═══ TEXTAUSZUG

Der Peugeot 208 GTi 30th ist in der Schweiz ein rares Auto, lediglich 82 Einheiten haben es in die Schweiz geschafft. Noch sind Lagerautos verfügbar, wer also unbedingt den heissen Flitzer in der Zweifarbenlackierung möchte, sollte sich beeilen. Der Spass kostet 35’990 Franken und ist ein all inclusive Preis, es gibt kein einziges Extra. Der 208 GTi 30th hat am Dachhimmel zudem eine Plakette mit individueller Nummerierung.
Jetzt ist es aber so, dass der GTi 30th bereits ein überholtes Produkt ist, da Peugeot am Genfer Salon das Facelift vom 208 präsentiert hat. Es wird aber auch vom neuen 208 einen GTi geben und zwar mit den exakt gleichen Leistungsdaten wie der GTi 30th. Was fehlen wird, ist die Nummerierung des Geburtstagsautos. Wer Wert auf einen Hauch Exklusivität legt, sollte sich den GTi 30th noch krallen, solange er im Umlauf ist. Wer darauf verzichten kann, sollte auf den neuen 208 GTi warten, der ebenfalls mit der markanten Zweifarbenlackierung auf sich aufmerksam machen wird. Wer nicht allzu viele Autobahnetappen fährt, erhält mit dem 208 GTi 30th einen heissen Hot Hatch ohne nennenswerte Schwächen.

══════
═══ DATEN

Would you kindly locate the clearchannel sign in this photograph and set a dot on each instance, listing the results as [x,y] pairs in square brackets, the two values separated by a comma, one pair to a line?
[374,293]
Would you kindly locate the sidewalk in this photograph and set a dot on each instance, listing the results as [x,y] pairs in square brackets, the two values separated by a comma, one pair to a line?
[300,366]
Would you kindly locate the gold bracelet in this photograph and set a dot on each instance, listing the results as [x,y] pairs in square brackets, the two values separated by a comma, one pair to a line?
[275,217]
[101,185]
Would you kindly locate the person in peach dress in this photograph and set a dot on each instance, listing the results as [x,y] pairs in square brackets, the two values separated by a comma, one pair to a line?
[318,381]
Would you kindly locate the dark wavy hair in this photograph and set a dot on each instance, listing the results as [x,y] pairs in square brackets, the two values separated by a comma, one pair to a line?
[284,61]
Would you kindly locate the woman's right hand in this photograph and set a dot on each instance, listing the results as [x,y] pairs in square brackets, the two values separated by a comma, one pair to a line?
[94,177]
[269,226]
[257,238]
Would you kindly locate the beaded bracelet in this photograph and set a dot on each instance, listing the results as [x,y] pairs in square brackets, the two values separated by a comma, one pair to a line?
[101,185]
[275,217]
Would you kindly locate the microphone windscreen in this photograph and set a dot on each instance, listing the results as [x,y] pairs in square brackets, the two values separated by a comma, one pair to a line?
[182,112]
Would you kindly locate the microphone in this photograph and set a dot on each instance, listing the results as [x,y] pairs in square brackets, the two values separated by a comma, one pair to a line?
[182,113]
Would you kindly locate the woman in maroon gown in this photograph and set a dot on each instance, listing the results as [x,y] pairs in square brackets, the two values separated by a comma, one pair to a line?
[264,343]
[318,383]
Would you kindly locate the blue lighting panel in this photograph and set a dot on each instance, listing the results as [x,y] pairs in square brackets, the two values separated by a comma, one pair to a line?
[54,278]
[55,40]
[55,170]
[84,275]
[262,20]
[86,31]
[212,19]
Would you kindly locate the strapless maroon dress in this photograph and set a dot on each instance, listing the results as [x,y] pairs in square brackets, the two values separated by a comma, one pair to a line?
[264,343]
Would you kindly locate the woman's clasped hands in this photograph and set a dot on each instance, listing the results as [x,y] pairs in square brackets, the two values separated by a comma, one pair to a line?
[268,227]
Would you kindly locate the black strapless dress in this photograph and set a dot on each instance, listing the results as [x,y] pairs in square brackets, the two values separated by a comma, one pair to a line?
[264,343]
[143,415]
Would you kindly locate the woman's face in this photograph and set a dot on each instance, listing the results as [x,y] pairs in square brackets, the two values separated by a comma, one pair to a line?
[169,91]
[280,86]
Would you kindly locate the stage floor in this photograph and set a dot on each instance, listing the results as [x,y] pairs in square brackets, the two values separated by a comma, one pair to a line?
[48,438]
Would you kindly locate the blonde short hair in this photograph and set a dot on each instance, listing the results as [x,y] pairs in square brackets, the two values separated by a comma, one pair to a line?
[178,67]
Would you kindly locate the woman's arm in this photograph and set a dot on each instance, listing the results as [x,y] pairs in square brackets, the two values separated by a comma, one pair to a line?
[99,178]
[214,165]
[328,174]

══════

• [SCHRIFTLICHE AUFGABE]:
Beantworten Sie anhand des Textauszugs über den Peugeot 208 GTi 30th diese Fragen:
1. Wie viele Einheiten des 208 GTi 30th sind in die Schweiz gelangt?
2. Welchen Preis nennt der Text für das Auto?
3. Was wird dem neuen 208 GTi laut Text im Vergleich zum GTi 30th fehlen?

• [GELÖSTE AUFGABE]:
1. Es sind lediglich 82 Einheiten in die Schweiz gelangt.
2. Das Auto kostet 35’990 Franken, und zwar als All-inclusive-Preis ohne ein einziges Extra.
3. Dem neuen 208 GTi wird die Nummerierung des Geburtstagsautos fehlen.